目标 A —
判断以下三条陈述是否与下方的 peer.rs 文档相符：(i) unreliable 通道的 maxRetransmits 设为 0；(ii) Remote 侧自己调用 createDataChannel 创建两条 DataChannel；(iii) WebSocket 的事件回调内可以直接做长时间工作。每条回答“是”或“否”，并原样引用文档中起决定作用的词句。
目标 B —
从下方的 peer.rs 文档中原样摘出一段文字，从“RelayActive.max_rate 会被 Host”开始，一直到“Phase 4 引入。”为止。
目标 C —
接着下方 peer.rs 文档的最后一句往下续写。

文本摘录 —
:::
RelayActive.max_rate 会被 Host 端记录为本地中继发送令牌桶的上限;host_route_outbox() 在真正调用 send_relay_binary() 前预扣 token,预算不足时把当前及后续 outbox 消息推迟到下一帧,避免高视距 ChunkSnapshot 突发触发 Worker 的 rate_limit

注意web_sys::WebSocket 的事件回调通过 Closure<dyn FnMut(...)> 注册,回调内只能 inbox.borrow_mut().push_back(event),不能直接做长时间工作(保持回调短)。


五、peer.rs — RtcPeerConnection 包装

Phase 4 引入。

设计

pub struct PeerConnection {
    pub peer_id: PeerId,
    rtc: web_sys::RtcPeerConnection,
    pub state: PeerState,
    pub reliable: DataChannel,
    pub unreliable: DataChannel,
    pub inbox: Rc<RefCell<VecDeque<DataChannelMessage>>>,
}

pub enum PeerState {
    New,
    Connecting,
    Connected,
    Disconnected,
    Failed,
}

pub struct DataChannel {
    inner: web_sys::RtcDataChannel,
    pub label: &'static str,    // "reliable" / "unreliable"
    pub open: bool,
}

pub struct DataChannelMessage {
    pub channel: ChannelKind,
    pub bytes: Vec<u8>,
}

pub enum ChannelKind { Reliable, Unreliable }

通道配置

通道 配置 用途
reliable ordered: true, maxRetransmits: null, maxPacketLifeTime: null ChunkRequest, ChunkSnapshot, HostSettings, BlockUpdate, Chat, Hello/Welcome, ActionAck, Join/Leave
unreliable ordered: false, maxRetransmits: 0, maxPacketLifeTime: null PlayerInput, PlayerTick, Ping/Pong

maxRetransmits: 0 实现"发出去就完事",丢失不重传,适合频繁的位置广播。

Offer/Answer 流程

Host 侧(每个新 Remote 加入):

  1. 收到 SignalingEvent::PeerJoined(remote_id)
  2. 创建 RtcPeerConnection + 两条 DataChannel(Host 主动 createDataChannel
  3. createOffer()setLocalDescription → 发 Offer { to: remote_id }
  4. AnswerReceivedsetRemoteDescription
  5. onicecandidate 中通过信令发送本地 candidate

Remote 侧

  1. connectRegister { role: "join" }Registered
  2. OfferReceived { from: host_id }
  3. 创建 RtcPeerConnection等待 Host 创建的 DataChannel 通过 ondatachannel 到达
  4. setRemoteDescription(offer)createAnswer()setLocalDescription → 发 Answer
  5. 双方互发 ICE candidate,直到连接 connected

ICE 配置

let mut config = web_sys::RtcConfiguration::new();
let ice_servers = js_sys::Array::new();

// Google 公共 STUN
let stun = js_sys::Object::new();
js_sys::Reflect::set(&stun, &"urls".into(), &"stun:stun.l.google.com:19302".into()).unwrap();
ice_servers.push(&stun);

// TURN(v2,由信令服务下发)
:::
数据记录 —
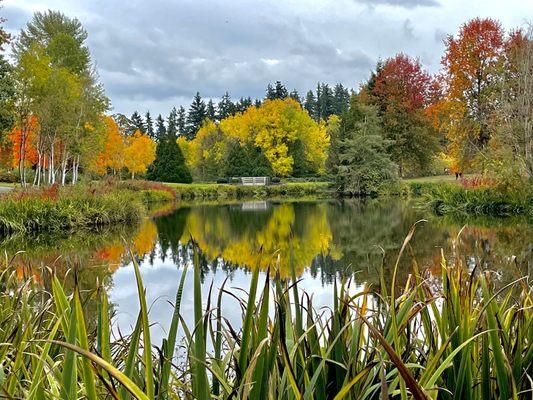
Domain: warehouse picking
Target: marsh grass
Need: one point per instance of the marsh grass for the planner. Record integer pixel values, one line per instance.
(460, 339)
(55, 208)
(445, 198)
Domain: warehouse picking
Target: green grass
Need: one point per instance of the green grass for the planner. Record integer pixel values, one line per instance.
(57, 208)
(9, 184)
(214, 191)
(460, 339)
(435, 179)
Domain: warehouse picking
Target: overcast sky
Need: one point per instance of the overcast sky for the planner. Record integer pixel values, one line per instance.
(156, 54)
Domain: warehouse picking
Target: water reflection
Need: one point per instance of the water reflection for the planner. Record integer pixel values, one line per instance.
(326, 238)
(321, 240)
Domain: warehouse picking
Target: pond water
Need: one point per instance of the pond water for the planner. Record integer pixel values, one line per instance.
(322, 240)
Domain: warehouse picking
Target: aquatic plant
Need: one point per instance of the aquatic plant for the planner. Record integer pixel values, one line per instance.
(460, 338)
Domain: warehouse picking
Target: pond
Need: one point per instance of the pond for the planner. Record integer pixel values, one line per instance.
(320, 240)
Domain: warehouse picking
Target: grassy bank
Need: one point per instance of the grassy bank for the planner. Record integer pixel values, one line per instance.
(458, 339)
(213, 191)
(445, 198)
(84, 206)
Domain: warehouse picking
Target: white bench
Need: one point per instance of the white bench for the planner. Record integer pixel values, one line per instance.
(255, 180)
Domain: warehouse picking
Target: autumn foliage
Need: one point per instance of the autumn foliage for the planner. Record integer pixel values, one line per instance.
(23, 143)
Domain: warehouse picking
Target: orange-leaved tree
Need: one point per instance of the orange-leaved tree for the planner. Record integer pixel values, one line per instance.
(24, 144)
(139, 153)
(112, 154)
(472, 63)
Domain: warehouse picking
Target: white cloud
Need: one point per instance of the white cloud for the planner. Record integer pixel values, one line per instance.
(158, 54)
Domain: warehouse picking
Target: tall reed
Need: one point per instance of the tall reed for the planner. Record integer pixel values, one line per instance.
(455, 337)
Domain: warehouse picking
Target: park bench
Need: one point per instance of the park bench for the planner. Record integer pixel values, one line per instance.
(255, 180)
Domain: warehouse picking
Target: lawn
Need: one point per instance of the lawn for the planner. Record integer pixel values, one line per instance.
(435, 179)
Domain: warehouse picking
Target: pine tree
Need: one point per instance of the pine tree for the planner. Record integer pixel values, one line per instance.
(363, 165)
(161, 130)
(172, 123)
(182, 121)
(149, 125)
(211, 114)
(325, 101)
(341, 99)
(225, 107)
(197, 114)
(243, 104)
(310, 104)
(281, 91)
(169, 164)
(7, 92)
(295, 96)
(136, 123)
(270, 93)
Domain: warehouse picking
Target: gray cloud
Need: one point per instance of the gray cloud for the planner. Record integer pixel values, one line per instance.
(403, 3)
(155, 55)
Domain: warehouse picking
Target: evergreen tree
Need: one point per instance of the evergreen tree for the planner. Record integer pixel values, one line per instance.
(324, 101)
(271, 92)
(318, 111)
(182, 121)
(197, 114)
(363, 164)
(211, 114)
(161, 130)
(295, 96)
(149, 125)
(310, 104)
(243, 104)
(225, 107)
(7, 92)
(169, 164)
(280, 91)
(172, 123)
(137, 123)
(341, 99)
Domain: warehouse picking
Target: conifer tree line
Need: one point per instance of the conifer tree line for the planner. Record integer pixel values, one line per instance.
(473, 115)
(320, 104)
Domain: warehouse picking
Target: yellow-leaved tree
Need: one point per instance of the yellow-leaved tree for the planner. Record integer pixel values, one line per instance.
(139, 153)
(279, 133)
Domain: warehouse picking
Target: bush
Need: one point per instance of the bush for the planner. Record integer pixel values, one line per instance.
(211, 191)
(450, 198)
(9, 176)
(157, 196)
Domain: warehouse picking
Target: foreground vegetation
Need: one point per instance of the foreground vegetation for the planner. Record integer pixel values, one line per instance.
(449, 337)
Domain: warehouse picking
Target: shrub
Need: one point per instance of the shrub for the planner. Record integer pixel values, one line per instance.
(157, 196)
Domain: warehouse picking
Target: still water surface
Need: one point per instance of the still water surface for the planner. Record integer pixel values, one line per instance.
(322, 240)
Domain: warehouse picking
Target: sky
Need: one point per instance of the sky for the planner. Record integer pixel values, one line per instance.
(154, 55)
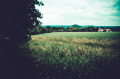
:::
最终结果 A —
(i) 是。“maxRetransmits: 0 实现"发出去就完事",丢失不重传”
(ii) 否。“等待 Host 创建的 DataChannel 通过 ondatachannel 到达”
(iii) 否。“不能直接做长时间工作”

最终结果 B —
RelayActive.max_rate 会被 Host 端记录为本地中继发送令牌桶的上限;host_route_outbox() 在真正调用 send_relay_binary() 前预扣 token,预算不足时把当前及后续 outbox 消息推迟到下一帧,避免高视距 ChunkSnapshot 突发触发 Worker 的 rate_limit

注意web_sys::WebSocket 的事件回调通过 Closure<dyn FnMut(...)> 注册,回调内只能 inbox.borrow_mut().push_back(event),不能直接做长时间工作(保持回调短)。


五、peer.rs — RtcPeerConnection 包装

Phase 4 引入。

最终结果 C —
// ice_servers.push(&turn_config);

config.ice_servers(&ice_servers);
let rtc = web_sys::RtcPeerConnection::new_with_configuration(&config)?;

TURN 凭据下发:v2 阶段,信令服务 Registered 消息中携带短期 TURN 凭据(防泄漏),客户端动态注入到 iceServers。本期固定使用公共 STUN,TURN 槽位预留。

IPv6 优先策略

国内运营商大量部署 CGNAT/对称 NAT,IPv4 srflx 打洞成功率显著低于 IPv6 host。浏览器默认对 IPv6 仅略微偏好(同类内 local-preference 高一点点),且 IPv4 host(注定连不通的内网地址)排序高于 IPv6 srflx,会浪费检查窗口。

peer.rsonicecandidate 回调中通过纯函数 bump_ipv6_priority 拦截每条本地候选,把 IPv4 候选的 priority 字段减去 IPV4_PRIORITY_PENALTY0x4000_0000,约 1.07B),饱和到 0。结果:

候选类型 默认 priority 重写后
IPv6 host ~2.12 B 不变
IPv6 srflx ~1.68 B 不变
IPv4 host ~2.12 B ~1.05 B
IPv4 srflx ~1.68 B ~0.61 B

所有 IPv6 候选都排在所有 IPv4 候选之前,同族内部 host > srflx > relay 的相对顺序保留。双方都跑同一份代码 → 互相重写对方收到的 candidate priority → ICE pair 检查队列前段全部是 IPv6 pair,IPv4 仅作兜底(IPv6 全失败时浏览器自动降级到下一档)。

只重写出方向的 trickle candidate(即 onicecandidate 给出的);SDP(createOffer/createAnswer 返回值)里可能内嵌的初始候选未处理。Chrome 默认 trickle 模式下初始 SDP 基本不含 candidate,所以单边重写够用;如果实测发现 IPv4 仍抢跑,再考虑在 setLocalDescription 前做 SDP munging。

非 IPv4 字面量(mDNS .local 主机名、IPv6 字面量)一律原样转发,不参与重写。

send / recv

impl PeerConnection {
    pub fn send(&self, channel: ChannelKind, bytes: &[u8]) -> Result<(), NetError> {
        let dc = match channel {
            ChannelKind::Reliable => &self.reliable,
            ChannelKind::Unreliable => &self.unreliable,
        };
        if !dc.open { return Err(NetError::DataChannelClosed); }
        dc.inner.send_with_u8_array(bytes).map_err(|_| NetError::DataChannelClosed)?;
        Ok(())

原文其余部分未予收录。